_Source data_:

== Segment start ==

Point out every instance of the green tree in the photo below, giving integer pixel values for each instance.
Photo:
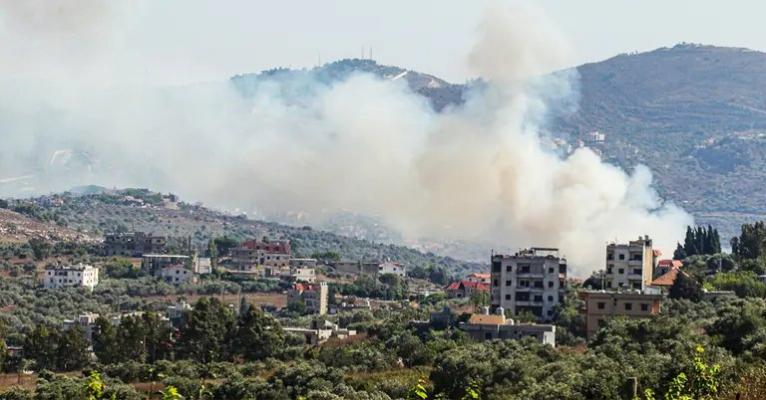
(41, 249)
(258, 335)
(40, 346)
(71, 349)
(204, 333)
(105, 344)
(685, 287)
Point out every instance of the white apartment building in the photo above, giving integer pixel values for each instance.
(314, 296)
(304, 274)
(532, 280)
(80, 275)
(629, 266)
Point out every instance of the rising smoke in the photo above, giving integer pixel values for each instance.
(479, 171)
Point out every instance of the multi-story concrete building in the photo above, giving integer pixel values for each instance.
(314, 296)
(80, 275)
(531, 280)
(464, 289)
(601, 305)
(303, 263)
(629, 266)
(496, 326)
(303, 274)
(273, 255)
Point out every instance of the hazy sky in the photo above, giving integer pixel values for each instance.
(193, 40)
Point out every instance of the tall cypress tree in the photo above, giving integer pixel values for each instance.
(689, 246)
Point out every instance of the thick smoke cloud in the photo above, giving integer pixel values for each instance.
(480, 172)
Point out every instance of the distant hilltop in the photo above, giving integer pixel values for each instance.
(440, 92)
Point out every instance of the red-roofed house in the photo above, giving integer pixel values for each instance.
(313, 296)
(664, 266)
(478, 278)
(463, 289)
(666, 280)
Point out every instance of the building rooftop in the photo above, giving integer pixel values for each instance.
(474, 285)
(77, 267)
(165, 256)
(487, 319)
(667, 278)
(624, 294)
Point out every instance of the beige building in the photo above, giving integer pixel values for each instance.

== Segment end ==

_TASK DIRECTIONS_: Write out the records above exactly as they appear, leaving out any pictures.

_RESULT_:
Point out every instance of the green tree in the photo below, giving integer pixel values for each instance.
Photo:
(41, 249)
(258, 335)
(40, 346)
(71, 349)
(204, 333)
(105, 344)
(685, 287)
Point out every instance of the white apartment building in the photo above, giving integer pixel values for each instance.
(314, 296)
(304, 274)
(532, 280)
(80, 275)
(629, 266)
Point out every instance of the rising smoke in the photo above, giving integer pixel values for each instance.
(479, 171)
Point out every instance of the multi-story concrete building in the photo above, giving integer pixel values for each instance.
(314, 296)
(80, 275)
(531, 280)
(464, 289)
(601, 305)
(303, 263)
(629, 266)
(496, 326)
(303, 274)
(273, 255)
Point out every instance of the hazy sky in the photo above, giving integer pixel values for each instance.
(193, 40)
Point out every instance of the tall cypress tree in the photo above, giving integer pixel values for each instance.
(689, 246)
Point out every instance of the thick smoke cloud in the photo above, giving integer pixel values for each instance.
(480, 172)
Point out every instance of the distant hilltop in the photo above, giving integer pixel values for each instance.
(440, 92)
Point out every instance of the red-roofed house in the photo above, giving integer pixel values for each instance.
(313, 296)
(664, 266)
(478, 278)
(463, 289)
(666, 280)
Point out every instance of the building rooftop in the photo above, giving integer pixel values for each instance.
(474, 285)
(77, 267)
(165, 256)
(487, 319)
(667, 278)
(624, 294)
Point out every instance of the beige building in the photo above, giving integer pixel values for each instance.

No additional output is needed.